Bloc de texte ::

Le Maedre est la collection jeunesse des éditions de L'Atalante. Bien que créée en 2006, elle n'avait jusqu'à présent publié que très peu d'ouvrages, en fait les derniers livres du seul Andreas Eschbach. Depuis mai 2008, L'Atalante a semble-t-il décidé de passer à la vitesse supérieure, puisque ce n'est pas moins de trois ouvrages qui sont parus simultanément sous la direction de Stéphane Manfrédo : un Pelot, Les croix de feu, non SF, Le Graal du Gobelin, de Jim C. Hines, et donc ce Mystère Olphite de Carina Rozenfeld, jeune auteur dont c'est ici le premier livre publié.

Données fournies ::
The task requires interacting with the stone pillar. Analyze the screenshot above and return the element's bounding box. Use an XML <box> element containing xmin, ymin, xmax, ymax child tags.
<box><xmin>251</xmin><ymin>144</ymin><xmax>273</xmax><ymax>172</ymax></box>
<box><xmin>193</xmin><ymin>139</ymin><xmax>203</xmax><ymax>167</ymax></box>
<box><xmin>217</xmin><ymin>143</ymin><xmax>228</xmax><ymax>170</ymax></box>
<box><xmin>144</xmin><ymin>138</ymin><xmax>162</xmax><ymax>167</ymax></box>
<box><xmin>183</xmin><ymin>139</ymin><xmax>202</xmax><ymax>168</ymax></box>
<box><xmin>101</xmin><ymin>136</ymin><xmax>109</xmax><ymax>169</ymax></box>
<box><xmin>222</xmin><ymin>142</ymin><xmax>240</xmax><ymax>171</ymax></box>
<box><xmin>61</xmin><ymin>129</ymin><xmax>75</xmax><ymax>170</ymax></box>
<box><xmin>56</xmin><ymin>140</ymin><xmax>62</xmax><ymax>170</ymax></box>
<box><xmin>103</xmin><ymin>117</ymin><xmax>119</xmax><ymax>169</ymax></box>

Exercice A :: Recopiez tout ce qui va de « Le Maedre est » jusqu'à « premier livre publié. » dans le texte sur Le Maedre.
Exercice B ::
Répondez aux questions suivantes d'après le texte sur Le Maedre.
(i) En quelle année la collection a-t-elle été créée ?
(ii) Sous la direction de qui les trois ouvrages parus depuis mai 2008 ont-ils été publiés ?
(iii) Qui est l'auteur du Graal du Gobelin ?
Exercice C :: Dressez la liste de tous les auteurs d'ouvrages cités dans le texte sur Le Maedre.
Les lignes fournies forment un matériau à part, sans lien avec le texte sur Le Maedre.

Corrigé A ::
Le Maedre est la collection jeunesse des éditions de L'Atalante. Bien que créée en 2006, elle n'avait jusqu'à présent publié que très peu d'ouvrages, en fait les derniers livres du seul Andreas Eschbach. Depuis mai 2008, L'Atalante a semble-t-il décidé de passer à la vitesse supérieure, puisque ce n'est pas moins de trois ouvrages qui sont parus simultanément sous la direction de Stéphane Manfrédo : un Pelot, Les croix de feu, non SF, Le Graal du Gobelin, de Jim C. Hines, et donc ce Mystère Olphite de Carina Rozenfeld, jeune auteur dont c'est ici le premier livre publié.

Corrigé B ::
(i) En 2006.
(ii) Sous la direction de Stéphane Manfrédo.
(iii) Jim C. Hines.

Corrigé C ::
Andreas Eschbach
Pelot
Jim C. Hines
Carina Rozenfeld